READING TEXT.
────────────────────────────────────────
AIAA SCITECH FORUM, ORLANDO, Fla. — Former NASA chief scientist Jim Green today delivered a warning and a proposed solution about the growing number of fast-moving, erratic comets being identified by astronomers.
“The problem is we’ve assumed they won’t hit Earth,” he said during an afternoon session here. “And that is a mistake!”
Of chief concern is the Oort Cloud, a field of debris, rocks and ice at the edge of the solar system. Occasionally, a large chunk of debris gets knocked off course by gravity disturbances, sending a comet toward the sun — and potentially Earth. One of the biggest risks posed by comets is they move much faster than asteroids, Green said.
“The theme here is these comets could pose a Black Swan event, something very bad but not predicted, like the 9/11 terror attacks or covid pandemic,” he said. “We might get a year or so warning, and that’s not enough to design and build and launch” a spacecraft that could intercept a comet and hopefully knock it out of Earth’s path.
“If we don’t already have something in orbit ready to go, it’s too late.”
────────────────────────────────────────
TASK BRIEF.
Write out the news item on Jim Green's comet warning word for word, from first sentence to last. Leave the lines that come after this text out of your work.

THE DATA.
────────────────────────────────────────
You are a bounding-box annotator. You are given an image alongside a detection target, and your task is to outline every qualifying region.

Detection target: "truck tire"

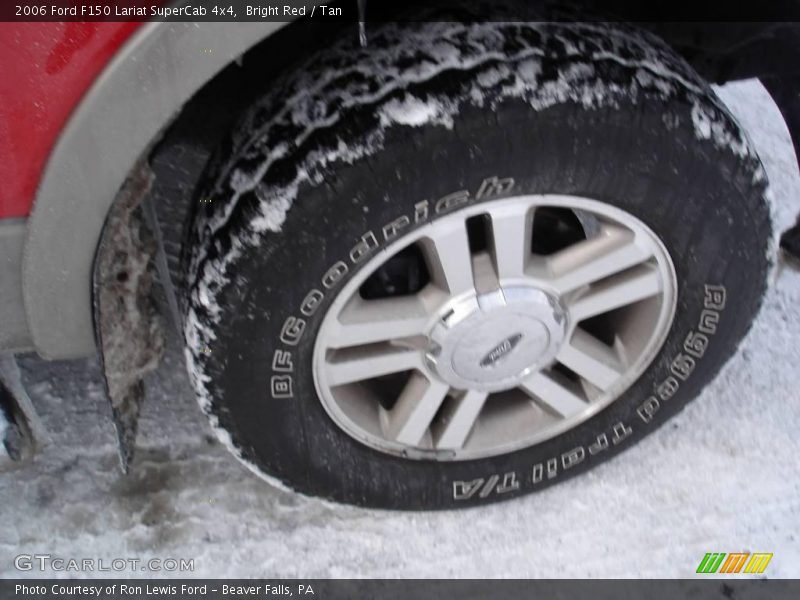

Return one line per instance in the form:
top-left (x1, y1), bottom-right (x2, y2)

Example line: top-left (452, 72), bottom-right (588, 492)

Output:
top-left (185, 23), bottom-right (772, 509)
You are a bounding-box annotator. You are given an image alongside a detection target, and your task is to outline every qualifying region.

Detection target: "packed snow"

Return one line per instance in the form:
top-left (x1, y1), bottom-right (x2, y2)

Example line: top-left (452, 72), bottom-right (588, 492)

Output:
top-left (0, 82), bottom-right (800, 577)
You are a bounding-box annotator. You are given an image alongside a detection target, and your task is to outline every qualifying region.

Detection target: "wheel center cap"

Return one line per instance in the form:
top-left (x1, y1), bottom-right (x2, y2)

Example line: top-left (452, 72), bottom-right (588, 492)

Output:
top-left (425, 286), bottom-right (566, 391)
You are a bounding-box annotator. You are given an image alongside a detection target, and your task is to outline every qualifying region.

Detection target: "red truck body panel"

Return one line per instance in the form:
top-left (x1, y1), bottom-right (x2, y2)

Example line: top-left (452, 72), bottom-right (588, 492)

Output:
top-left (0, 22), bottom-right (141, 219)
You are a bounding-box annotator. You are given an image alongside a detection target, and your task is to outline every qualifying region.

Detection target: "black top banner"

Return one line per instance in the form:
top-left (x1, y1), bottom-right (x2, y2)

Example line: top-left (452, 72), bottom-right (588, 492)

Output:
top-left (0, 0), bottom-right (800, 22)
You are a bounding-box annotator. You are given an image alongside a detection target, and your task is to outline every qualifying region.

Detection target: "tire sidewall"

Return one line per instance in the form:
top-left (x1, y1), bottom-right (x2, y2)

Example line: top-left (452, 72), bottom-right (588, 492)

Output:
top-left (192, 84), bottom-right (768, 509)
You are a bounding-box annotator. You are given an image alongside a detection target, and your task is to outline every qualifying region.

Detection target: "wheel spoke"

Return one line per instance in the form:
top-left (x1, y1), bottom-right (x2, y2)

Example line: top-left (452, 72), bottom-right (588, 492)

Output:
top-left (547, 225), bottom-right (653, 294)
top-left (522, 372), bottom-right (589, 419)
top-left (434, 390), bottom-right (489, 449)
top-left (327, 347), bottom-right (422, 386)
top-left (384, 373), bottom-right (450, 446)
top-left (422, 220), bottom-right (474, 296)
top-left (327, 296), bottom-right (428, 348)
top-left (489, 204), bottom-right (531, 279)
top-left (556, 329), bottom-right (624, 391)
top-left (569, 265), bottom-right (662, 323)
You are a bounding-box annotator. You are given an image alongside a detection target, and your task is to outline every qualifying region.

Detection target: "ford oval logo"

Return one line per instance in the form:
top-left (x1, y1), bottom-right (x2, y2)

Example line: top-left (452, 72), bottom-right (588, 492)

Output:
top-left (481, 333), bottom-right (522, 368)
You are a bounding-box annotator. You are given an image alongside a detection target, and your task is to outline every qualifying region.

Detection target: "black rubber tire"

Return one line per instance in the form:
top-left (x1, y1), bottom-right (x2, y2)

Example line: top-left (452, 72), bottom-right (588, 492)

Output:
top-left (186, 23), bottom-right (771, 509)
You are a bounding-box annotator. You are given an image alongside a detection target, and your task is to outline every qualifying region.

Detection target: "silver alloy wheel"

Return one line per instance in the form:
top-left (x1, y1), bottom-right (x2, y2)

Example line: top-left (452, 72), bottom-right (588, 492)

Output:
top-left (313, 195), bottom-right (677, 460)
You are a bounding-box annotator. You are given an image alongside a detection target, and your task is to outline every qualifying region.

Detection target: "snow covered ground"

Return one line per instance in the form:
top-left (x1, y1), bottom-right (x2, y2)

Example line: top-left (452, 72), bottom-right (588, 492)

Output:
top-left (0, 82), bottom-right (800, 577)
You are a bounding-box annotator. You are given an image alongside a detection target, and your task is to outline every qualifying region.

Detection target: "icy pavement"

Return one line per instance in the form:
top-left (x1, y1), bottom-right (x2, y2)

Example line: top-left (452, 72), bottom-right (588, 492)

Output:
top-left (0, 83), bottom-right (800, 577)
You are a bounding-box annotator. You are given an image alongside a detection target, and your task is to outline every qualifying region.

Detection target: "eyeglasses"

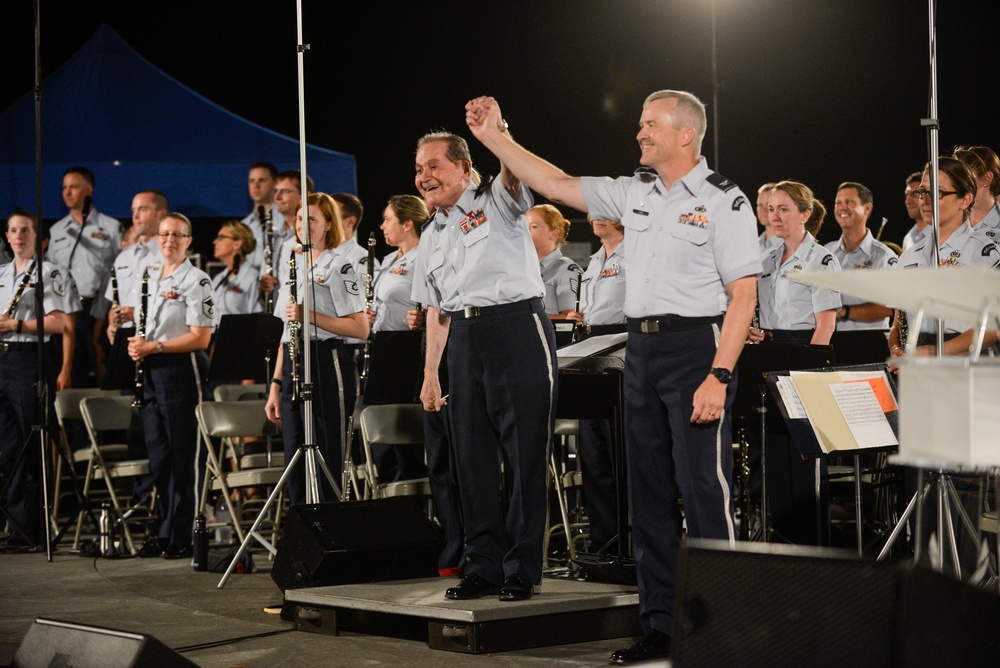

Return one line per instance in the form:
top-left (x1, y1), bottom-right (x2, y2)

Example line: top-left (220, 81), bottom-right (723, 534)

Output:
top-left (910, 189), bottom-right (958, 199)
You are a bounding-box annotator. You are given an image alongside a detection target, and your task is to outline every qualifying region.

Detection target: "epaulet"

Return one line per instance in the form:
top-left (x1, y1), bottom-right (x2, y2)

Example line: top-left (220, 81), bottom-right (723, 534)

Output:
top-left (705, 172), bottom-right (736, 192)
top-left (476, 175), bottom-right (493, 197)
top-left (635, 167), bottom-right (660, 183)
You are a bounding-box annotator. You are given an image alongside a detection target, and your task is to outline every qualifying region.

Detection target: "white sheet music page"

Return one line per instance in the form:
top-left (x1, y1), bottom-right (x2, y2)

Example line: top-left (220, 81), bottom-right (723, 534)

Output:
top-left (830, 383), bottom-right (899, 448)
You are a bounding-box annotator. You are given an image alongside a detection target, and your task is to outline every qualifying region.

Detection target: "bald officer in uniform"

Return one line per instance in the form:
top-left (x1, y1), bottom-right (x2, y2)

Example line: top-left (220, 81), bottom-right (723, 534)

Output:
top-left (466, 90), bottom-right (761, 664)
top-left (412, 132), bottom-right (556, 601)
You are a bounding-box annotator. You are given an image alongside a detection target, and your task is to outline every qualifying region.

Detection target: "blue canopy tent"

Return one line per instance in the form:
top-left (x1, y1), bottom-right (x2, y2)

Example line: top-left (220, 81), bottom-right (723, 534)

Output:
top-left (0, 25), bottom-right (357, 219)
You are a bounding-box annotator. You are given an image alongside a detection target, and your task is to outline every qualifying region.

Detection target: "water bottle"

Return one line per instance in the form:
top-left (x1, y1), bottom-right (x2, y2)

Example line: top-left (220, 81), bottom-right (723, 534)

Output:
top-left (98, 502), bottom-right (115, 559)
top-left (193, 513), bottom-right (208, 571)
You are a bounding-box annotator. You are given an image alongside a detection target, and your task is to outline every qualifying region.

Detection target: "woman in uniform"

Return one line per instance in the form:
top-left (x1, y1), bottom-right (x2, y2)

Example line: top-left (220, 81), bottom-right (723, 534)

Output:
top-left (0, 210), bottom-right (79, 545)
top-left (748, 181), bottom-right (841, 544)
top-left (580, 216), bottom-right (625, 552)
top-left (212, 220), bottom-right (260, 323)
top-left (265, 193), bottom-right (368, 504)
top-left (524, 204), bottom-right (583, 323)
top-left (128, 213), bottom-right (215, 559)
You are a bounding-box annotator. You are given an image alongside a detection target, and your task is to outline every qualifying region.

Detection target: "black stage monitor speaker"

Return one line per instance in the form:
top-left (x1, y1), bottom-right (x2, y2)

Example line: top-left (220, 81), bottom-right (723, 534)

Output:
top-left (11, 619), bottom-right (197, 668)
top-left (271, 496), bottom-right (444, 591)
top-left (671, 541), bottom-right (896, 668)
────────────────────────────────────────
WRITTEN ANSWER.
AIAA SCITECH FORUM, ORLANDO, Fla. — Former NASA chief scientist Jim Green today delivered a warning and a proposed solution about the growing number of fast-moving, erratic comets being identified by astronomers.
“The problem is we’ve assumed they won’t hit Earth,” he said during an afternoon session here. “And that is a mistake!”
Of chief concern is the Oort Cloud, a field of debris, rocks and ice at the edge of the solar system. Occasionally, a large chunk of debris gets knocked off course by gravity disturbances, sending a comet toward the sun — and potentially Earth. One of the biggest risks posed by comets is they move much faster than asteroids, Green said.
“The theme here is these comets could pose a Black Swan event, something very bad but not predicted, like the 9/11 terror attacks or covid pandemic,” he said. “We might get a year or so warning, and that’s not enough to design and build and launch” a spacecraft that could intercept a comet and hopefully knock it out of Earth’s path.
“If we don’t already have something in orbit ready to go, it’s too late.”